Word for word, restate the line containing "Q: Point out every instance of the window" and all the lines that come after it in the entries below. Include nothing from before it.

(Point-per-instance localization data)
*** Block opens ***
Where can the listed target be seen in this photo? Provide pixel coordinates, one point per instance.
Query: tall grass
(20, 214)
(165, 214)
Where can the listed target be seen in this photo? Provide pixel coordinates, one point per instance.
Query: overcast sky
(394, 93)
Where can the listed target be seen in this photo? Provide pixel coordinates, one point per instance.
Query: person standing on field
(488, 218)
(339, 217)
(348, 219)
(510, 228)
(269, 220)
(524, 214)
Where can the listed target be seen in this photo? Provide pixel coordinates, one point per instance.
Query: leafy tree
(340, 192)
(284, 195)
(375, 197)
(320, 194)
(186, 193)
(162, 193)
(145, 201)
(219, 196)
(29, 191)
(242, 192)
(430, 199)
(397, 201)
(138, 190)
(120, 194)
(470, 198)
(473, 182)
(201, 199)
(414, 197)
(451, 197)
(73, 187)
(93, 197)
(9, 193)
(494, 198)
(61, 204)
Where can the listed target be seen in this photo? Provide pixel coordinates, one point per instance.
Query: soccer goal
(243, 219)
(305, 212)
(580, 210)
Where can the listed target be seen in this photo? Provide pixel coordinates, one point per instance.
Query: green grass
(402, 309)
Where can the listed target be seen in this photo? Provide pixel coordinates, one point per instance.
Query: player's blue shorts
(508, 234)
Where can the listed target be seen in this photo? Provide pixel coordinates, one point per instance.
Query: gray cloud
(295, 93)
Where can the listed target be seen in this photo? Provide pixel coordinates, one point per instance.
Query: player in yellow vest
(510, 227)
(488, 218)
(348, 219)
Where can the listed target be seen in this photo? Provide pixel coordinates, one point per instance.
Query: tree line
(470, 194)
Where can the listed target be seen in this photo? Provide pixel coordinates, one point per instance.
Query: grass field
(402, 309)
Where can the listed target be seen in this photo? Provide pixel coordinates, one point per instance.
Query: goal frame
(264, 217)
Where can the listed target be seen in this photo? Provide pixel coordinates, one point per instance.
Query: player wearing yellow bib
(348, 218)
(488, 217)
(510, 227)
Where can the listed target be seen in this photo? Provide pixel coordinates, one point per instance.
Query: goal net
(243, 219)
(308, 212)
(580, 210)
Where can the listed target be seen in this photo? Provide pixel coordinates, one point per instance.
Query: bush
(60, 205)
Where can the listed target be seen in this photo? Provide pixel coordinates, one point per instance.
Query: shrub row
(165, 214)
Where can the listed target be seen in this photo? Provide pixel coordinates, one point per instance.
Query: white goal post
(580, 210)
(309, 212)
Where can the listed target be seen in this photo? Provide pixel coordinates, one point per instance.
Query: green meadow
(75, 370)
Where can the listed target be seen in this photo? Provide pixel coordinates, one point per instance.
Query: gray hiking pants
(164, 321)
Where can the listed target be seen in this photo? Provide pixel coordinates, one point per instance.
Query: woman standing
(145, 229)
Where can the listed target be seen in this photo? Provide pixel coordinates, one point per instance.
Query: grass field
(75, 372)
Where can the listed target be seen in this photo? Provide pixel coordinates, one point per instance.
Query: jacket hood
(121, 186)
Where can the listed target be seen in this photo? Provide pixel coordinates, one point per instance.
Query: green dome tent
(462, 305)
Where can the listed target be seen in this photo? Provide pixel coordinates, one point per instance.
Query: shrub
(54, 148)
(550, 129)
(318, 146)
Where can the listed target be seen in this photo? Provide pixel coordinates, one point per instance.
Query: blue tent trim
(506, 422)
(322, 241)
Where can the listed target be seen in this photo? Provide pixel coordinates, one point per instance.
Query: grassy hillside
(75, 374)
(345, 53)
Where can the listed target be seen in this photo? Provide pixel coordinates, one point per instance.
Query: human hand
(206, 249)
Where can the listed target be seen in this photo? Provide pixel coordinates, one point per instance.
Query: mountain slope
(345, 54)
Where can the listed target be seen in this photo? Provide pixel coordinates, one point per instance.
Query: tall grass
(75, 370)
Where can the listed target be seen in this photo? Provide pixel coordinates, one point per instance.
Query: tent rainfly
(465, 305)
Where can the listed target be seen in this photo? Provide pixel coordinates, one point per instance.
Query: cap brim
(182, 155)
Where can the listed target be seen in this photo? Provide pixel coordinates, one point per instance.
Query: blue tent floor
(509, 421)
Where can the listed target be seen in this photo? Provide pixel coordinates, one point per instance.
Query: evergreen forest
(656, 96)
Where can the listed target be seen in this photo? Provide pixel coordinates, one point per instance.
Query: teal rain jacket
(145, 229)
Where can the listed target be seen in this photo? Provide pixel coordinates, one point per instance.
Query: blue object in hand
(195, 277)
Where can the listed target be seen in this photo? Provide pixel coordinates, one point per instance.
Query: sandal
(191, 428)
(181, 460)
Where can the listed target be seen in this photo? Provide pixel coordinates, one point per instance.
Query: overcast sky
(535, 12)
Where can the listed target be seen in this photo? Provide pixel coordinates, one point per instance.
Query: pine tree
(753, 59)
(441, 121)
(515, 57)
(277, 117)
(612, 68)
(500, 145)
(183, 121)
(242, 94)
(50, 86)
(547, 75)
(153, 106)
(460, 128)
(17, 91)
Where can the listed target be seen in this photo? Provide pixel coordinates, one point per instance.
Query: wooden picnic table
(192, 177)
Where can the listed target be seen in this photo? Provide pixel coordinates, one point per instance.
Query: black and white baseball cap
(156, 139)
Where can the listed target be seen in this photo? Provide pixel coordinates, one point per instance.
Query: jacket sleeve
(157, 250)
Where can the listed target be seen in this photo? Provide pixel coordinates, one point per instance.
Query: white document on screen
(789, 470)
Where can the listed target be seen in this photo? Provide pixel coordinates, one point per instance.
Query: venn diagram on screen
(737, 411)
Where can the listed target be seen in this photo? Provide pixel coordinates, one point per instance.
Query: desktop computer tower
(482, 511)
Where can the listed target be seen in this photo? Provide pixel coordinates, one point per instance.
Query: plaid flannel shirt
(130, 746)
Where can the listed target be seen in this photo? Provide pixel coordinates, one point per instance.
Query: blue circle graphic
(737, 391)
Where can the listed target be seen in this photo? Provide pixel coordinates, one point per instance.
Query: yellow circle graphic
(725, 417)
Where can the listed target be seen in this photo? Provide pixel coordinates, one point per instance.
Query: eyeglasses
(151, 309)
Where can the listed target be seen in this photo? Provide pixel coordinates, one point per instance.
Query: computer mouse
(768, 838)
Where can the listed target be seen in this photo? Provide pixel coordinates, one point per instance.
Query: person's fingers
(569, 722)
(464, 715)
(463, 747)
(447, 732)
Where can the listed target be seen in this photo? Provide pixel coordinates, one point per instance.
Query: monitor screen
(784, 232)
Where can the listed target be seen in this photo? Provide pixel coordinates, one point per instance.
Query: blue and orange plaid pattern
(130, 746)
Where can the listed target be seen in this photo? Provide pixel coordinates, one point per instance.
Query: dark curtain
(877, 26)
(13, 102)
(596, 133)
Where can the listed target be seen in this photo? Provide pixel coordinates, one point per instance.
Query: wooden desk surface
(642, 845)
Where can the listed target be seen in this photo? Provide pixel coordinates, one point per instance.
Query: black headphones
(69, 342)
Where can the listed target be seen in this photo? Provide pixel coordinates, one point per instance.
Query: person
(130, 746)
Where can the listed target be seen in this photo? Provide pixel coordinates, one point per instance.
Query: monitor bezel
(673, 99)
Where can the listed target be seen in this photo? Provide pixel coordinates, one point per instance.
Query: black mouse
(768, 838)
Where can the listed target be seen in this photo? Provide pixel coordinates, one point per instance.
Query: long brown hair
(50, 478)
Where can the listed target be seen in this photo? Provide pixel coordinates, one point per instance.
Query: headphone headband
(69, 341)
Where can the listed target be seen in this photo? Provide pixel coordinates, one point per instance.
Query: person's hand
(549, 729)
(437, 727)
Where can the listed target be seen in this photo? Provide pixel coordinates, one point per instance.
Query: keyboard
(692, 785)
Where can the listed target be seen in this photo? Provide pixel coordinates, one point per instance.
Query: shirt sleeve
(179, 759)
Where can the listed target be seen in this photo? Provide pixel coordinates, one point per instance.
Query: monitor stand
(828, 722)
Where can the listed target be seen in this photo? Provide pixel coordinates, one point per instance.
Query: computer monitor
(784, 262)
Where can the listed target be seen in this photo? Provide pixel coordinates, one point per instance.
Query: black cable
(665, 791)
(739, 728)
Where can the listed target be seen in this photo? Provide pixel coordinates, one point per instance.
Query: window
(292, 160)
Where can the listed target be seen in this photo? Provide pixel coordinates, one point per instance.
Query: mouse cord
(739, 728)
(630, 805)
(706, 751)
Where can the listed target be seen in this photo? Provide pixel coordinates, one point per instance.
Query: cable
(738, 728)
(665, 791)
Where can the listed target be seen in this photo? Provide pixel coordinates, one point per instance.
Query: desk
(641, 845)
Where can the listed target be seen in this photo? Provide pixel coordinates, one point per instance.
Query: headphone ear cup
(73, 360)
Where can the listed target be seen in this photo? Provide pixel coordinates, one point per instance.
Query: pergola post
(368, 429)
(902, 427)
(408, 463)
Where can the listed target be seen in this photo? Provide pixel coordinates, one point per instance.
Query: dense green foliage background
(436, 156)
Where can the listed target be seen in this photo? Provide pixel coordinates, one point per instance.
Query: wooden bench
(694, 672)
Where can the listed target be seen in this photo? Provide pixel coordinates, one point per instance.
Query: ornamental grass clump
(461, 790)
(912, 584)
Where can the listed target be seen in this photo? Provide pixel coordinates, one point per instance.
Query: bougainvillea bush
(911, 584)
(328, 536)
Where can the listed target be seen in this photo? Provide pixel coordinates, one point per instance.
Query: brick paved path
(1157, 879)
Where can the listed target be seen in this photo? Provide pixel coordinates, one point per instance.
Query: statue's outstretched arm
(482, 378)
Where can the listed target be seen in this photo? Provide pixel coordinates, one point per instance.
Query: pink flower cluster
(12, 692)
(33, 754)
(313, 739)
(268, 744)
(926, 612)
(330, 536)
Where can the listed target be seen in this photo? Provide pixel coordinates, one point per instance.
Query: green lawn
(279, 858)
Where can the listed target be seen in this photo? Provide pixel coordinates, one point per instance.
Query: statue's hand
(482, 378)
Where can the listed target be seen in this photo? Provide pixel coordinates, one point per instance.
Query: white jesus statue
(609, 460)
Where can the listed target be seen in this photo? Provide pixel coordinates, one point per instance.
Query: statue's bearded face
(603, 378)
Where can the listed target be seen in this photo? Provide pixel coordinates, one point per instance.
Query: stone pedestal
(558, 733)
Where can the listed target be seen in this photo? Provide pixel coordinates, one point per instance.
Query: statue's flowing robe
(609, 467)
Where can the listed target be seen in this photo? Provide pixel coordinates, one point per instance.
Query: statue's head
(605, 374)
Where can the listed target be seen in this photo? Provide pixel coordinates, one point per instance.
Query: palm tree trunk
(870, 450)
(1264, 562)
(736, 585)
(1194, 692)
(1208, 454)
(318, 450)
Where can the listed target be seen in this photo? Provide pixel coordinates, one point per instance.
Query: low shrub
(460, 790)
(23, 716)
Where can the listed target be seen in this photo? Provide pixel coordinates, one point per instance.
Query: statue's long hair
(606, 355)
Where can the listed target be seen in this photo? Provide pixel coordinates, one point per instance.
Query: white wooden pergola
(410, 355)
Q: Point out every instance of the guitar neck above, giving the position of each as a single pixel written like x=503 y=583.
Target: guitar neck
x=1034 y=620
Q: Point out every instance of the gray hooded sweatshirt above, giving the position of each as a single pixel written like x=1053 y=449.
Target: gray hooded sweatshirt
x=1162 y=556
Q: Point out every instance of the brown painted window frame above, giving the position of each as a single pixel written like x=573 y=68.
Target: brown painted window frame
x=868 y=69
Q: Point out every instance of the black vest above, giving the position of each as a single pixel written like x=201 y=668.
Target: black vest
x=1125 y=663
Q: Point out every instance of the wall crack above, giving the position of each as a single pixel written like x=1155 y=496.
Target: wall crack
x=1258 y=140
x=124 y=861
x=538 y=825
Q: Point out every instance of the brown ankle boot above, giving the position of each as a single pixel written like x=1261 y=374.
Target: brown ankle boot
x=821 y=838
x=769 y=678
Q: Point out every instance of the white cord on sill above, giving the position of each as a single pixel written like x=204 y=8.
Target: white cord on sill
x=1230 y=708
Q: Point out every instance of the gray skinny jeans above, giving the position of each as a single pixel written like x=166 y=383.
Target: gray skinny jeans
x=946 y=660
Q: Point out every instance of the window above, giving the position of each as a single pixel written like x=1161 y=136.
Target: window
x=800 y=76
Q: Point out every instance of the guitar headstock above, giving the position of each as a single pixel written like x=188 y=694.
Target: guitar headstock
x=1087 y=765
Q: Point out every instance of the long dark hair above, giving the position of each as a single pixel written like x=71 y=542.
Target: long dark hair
*** Block closes ***
◆ Answer space:
Q: Point out every instance of the window above, giving the position of each as a single pixel written like x=1161 y=136.
Target: window
x=800 y=76
Q: Point out every instance of the guitar headstock above, giving the position of each as a single pixel written like x=188 y=694.
Target: guitar headstock
x=1087 y=765
Q: Point out every instance of the long dark hair above, giving the position of each as a single pixel written like x=71 y=542.
Target: long dark hair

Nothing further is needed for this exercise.